Source data
####

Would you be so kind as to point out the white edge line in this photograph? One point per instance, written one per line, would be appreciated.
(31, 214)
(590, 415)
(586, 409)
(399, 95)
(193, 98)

####

### Objective
Locate every line in the records above that contains the word "photograph", and copy each such line in full.

### Task output
Would you be so kind as to point out the white edge line in this photograph? One point per instance, written one per line, would be appreciated.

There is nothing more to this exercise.